**Short exercise:** Rewrite the rows from the line with "the football player" through the end of the rows, replacing "helmet" with "headgear" and leaving everything else the same.

**Information given:**
+===+

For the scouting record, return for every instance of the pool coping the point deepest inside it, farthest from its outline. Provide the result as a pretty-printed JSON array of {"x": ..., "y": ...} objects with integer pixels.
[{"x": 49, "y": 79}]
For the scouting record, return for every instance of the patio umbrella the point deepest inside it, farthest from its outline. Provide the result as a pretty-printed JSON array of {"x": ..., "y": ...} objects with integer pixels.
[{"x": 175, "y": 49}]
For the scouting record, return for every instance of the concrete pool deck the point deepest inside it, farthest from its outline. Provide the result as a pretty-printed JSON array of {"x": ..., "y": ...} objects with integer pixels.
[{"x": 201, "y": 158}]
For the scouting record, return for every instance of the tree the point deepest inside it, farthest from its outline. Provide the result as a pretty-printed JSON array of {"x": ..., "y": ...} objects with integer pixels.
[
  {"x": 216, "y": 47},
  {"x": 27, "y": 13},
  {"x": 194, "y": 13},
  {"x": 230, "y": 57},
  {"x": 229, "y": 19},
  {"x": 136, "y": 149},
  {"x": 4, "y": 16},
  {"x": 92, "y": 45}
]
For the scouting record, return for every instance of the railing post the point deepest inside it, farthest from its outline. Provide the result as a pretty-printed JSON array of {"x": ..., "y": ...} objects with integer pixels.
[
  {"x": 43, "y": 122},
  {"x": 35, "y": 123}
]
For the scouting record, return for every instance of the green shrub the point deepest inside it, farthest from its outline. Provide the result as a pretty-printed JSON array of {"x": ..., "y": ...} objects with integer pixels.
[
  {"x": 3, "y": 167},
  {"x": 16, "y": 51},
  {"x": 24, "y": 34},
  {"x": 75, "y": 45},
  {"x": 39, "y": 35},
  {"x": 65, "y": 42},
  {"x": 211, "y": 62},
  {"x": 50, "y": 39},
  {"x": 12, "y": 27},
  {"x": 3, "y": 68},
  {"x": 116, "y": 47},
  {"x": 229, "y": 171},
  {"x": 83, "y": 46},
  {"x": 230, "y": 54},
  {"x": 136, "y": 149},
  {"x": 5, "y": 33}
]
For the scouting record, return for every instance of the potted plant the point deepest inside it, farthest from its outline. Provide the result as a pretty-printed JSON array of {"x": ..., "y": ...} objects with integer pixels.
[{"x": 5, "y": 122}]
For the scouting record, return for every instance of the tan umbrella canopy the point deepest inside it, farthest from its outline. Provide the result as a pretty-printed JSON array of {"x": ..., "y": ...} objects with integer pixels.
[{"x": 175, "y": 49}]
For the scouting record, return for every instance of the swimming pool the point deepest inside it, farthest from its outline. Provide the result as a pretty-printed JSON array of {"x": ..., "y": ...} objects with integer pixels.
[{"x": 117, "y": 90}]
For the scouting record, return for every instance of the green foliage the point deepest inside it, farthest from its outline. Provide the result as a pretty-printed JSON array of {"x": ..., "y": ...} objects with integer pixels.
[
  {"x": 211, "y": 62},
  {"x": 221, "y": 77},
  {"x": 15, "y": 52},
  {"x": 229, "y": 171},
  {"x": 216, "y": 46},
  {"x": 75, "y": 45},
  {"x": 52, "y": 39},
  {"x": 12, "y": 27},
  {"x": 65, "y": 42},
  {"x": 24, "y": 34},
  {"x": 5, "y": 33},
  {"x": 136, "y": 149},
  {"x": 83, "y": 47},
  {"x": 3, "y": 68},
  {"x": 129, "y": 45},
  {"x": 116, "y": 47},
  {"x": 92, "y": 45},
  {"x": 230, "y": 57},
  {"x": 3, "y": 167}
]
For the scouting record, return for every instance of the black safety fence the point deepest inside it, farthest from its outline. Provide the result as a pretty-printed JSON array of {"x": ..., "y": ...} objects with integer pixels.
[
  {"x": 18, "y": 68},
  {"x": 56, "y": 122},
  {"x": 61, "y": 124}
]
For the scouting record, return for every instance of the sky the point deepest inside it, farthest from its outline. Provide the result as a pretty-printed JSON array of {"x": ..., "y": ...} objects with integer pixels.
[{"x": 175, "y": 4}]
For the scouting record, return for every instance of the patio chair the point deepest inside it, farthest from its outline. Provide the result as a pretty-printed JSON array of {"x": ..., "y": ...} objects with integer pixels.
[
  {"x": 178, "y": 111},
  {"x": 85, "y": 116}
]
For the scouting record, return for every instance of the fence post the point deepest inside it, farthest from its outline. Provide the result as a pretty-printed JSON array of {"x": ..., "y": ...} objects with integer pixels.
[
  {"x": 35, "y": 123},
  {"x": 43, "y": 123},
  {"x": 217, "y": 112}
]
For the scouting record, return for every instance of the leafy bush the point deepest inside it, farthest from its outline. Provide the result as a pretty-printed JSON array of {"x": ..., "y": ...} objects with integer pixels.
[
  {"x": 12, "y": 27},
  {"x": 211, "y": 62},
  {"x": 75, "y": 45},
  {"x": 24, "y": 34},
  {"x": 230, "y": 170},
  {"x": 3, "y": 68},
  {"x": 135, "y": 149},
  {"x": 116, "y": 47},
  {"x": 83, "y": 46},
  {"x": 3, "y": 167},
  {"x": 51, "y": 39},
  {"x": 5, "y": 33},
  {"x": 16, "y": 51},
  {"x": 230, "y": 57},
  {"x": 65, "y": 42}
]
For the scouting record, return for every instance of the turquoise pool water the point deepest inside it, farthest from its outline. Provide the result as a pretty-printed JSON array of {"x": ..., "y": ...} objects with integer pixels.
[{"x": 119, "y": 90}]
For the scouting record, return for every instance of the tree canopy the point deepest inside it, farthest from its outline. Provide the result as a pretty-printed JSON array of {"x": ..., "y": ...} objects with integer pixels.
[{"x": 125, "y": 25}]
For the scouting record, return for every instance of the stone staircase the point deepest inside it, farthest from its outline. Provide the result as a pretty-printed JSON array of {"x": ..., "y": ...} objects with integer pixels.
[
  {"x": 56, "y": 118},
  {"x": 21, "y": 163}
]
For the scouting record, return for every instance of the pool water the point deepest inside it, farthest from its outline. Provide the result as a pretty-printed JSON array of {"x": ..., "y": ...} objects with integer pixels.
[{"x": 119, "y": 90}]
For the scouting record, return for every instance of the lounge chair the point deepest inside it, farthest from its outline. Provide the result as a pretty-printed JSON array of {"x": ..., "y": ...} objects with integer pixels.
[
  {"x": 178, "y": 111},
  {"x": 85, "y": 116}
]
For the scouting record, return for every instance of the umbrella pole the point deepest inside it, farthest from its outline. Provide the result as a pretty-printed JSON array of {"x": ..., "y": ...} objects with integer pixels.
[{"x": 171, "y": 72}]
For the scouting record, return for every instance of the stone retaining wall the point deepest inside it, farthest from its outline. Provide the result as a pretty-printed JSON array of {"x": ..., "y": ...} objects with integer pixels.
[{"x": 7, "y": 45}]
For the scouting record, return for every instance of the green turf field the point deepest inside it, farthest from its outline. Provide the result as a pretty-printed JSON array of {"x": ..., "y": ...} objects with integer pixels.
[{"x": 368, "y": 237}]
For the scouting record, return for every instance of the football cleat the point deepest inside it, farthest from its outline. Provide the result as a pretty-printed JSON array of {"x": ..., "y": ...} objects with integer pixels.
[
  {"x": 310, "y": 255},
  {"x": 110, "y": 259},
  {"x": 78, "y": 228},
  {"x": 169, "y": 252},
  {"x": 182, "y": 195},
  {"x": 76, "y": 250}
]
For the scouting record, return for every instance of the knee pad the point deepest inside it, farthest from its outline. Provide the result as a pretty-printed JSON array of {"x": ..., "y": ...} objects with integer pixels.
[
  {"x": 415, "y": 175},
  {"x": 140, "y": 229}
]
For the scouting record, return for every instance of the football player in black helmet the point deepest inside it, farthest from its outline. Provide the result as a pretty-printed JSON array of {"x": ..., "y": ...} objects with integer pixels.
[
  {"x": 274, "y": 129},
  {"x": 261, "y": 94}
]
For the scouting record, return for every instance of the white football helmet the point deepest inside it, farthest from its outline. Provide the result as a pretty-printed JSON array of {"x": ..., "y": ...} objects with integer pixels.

+===+

**Right answer:**
For the scouting record, return for every instance of the football player in black headgear the point deepest inside it, farthest from its outline. Provide the result as a pretty-printed JSON array of {"x": ..., "y": ...} objects with integer pixels.
[
  {"x": 274, "y": 129},
  {"x": 261, "y": 94}
]
For the scouting record, return for every instance of the white football headgear the point deepest inside it, farthest from its outline. Provide the result as a pretty-printed JSON array of {"x": ..., "y": ...} objects with integer pixels.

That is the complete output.